▸ **Prompt**:
Copy the stretch of records from the line containing "Where can the blue" through the line containing "(1000, 714)", keeping every request unchanged. Shift each coordinate value in the answers by adding 148 to it.

(Dataset excerpt)
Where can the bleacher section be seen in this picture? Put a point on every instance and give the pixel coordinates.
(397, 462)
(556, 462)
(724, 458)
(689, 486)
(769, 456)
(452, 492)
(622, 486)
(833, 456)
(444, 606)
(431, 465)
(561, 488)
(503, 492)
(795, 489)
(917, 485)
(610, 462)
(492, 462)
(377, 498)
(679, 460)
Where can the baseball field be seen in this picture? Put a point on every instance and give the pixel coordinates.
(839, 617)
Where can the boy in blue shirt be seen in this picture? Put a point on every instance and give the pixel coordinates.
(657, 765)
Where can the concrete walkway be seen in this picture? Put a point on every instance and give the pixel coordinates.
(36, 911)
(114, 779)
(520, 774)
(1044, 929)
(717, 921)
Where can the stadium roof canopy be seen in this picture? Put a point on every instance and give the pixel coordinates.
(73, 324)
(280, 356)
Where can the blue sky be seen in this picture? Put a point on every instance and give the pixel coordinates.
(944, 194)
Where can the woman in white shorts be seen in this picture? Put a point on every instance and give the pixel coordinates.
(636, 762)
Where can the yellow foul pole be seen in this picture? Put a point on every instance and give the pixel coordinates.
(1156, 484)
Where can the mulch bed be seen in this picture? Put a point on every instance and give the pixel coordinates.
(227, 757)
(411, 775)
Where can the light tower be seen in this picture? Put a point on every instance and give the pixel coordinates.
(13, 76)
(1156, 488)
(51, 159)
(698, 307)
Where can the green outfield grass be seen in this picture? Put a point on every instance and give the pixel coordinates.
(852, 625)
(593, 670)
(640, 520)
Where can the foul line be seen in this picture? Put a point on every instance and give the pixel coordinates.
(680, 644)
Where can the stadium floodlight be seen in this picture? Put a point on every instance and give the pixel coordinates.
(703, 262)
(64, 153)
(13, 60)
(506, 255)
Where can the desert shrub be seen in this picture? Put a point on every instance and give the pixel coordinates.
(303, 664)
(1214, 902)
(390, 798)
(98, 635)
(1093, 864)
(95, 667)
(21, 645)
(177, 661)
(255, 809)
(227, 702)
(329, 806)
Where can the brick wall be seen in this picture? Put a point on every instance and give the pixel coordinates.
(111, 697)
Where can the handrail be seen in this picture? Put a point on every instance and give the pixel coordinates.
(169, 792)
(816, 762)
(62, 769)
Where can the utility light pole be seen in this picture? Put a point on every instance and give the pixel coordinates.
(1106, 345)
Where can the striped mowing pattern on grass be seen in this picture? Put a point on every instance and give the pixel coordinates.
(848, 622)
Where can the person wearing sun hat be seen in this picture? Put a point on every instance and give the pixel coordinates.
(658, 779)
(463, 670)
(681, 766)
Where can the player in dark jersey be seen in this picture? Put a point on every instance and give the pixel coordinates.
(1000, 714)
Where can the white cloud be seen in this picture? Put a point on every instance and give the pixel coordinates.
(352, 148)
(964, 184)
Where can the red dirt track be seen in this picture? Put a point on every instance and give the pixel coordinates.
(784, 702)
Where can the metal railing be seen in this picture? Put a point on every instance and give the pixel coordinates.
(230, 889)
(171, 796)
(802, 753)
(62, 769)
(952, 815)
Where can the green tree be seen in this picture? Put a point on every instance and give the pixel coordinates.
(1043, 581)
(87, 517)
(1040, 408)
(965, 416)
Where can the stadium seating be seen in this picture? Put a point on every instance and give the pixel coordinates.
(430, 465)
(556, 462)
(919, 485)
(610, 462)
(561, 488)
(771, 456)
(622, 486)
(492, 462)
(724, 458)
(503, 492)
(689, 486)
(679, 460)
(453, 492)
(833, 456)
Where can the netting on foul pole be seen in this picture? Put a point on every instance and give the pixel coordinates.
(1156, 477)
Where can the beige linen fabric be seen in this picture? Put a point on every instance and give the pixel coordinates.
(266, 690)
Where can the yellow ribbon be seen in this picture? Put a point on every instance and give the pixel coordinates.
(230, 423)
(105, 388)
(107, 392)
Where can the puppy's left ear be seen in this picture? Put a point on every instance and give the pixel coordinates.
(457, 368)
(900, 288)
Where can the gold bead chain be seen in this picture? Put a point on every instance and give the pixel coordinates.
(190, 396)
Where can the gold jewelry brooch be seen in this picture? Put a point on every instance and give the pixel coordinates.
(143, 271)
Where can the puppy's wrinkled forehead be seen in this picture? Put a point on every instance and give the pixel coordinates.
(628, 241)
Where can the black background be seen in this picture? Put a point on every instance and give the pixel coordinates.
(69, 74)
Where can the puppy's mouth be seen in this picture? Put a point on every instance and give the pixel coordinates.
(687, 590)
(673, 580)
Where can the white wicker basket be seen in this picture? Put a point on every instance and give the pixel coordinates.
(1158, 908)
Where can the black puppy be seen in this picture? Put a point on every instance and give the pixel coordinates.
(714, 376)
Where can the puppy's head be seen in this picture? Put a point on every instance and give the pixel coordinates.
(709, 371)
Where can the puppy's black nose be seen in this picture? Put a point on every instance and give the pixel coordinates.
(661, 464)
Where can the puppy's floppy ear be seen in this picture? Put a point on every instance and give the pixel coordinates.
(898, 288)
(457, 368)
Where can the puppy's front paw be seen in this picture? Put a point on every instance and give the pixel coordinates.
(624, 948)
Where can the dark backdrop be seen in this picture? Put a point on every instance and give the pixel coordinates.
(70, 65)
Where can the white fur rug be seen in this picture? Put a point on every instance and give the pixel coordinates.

▸ **Completed task**:
Where can the blue sky be seen in this picture? Put a point on every instance and give the pixel coordinates.
(1092, 342)
Where can the woman in white shorts be seen in this picture? Put a point on every instance and give the pixel coordinates.
(784, 910)
Where can the yellow foul pole be seen in this picture? Put a point on every instance and give the pixel coordinates.
(1304, 632)
Where can the mulch bed be seen in this picture? Put a point on every instance and give the pixel coordinates.
(375, 905)
(559, 923)
Where can the light tower be seen in this picture? Put a point on every instance and give the pixel coordinates.
(161, 224)
(1304, 636)
(199, 307)
(846, 455)
Where can the green outfield grass be seen in this picture? Put a point on every instance and give the pixel coordinates.
(1000, 773)
(741, 818)
(788, 668)
Where can the foul line be seen in this picture? Put a point on every instance and give the pixel coordinates.
(828, 792)
Where can the stadium floodlight be seen in this picture? Put a point on every instance and give the pixel coordinates.
(851, 410)
(212, 301)
(161, 208)
(654, 403)
Where can the desert shrub be seen in this picture? Put a point on every instance and give the pixel coordinates.
(451, 812)
(1362, 1050)
(538, 946)
(246, 783)
(1241, 1012)
(243, 815)
(169, 793)
(325, 809)
(403, 957)
(375, 850)
(477, 954)
Where can the brick wall be seen in this picture? Put a point on every instance and give the pixel coordinates.
(259, 845)
Where can the handrail be seen in this picture? Put a point on every instance and give the pixel coordinates.
(317, 940)
(964, 910)
(210, 917)
Where can the utility light pole be seen in this picture? Put a point on every instance and give the pixel coordinates.
(1254, 493)
Where can the striped mowing pattern on grass be seen in this picture? Put a point on every instance and give the pixel coordinates.
(996, 770)
Where can the person wearing sun hat be seen in this picture? Put a point on every instance and give the pixel coordinates.
(806, 927)
(611, 818)
(829, 914)
Where can the player in dark jersey be seen in this picture? Put a point on every instance and give the pixel coordinates.
(1148, 862)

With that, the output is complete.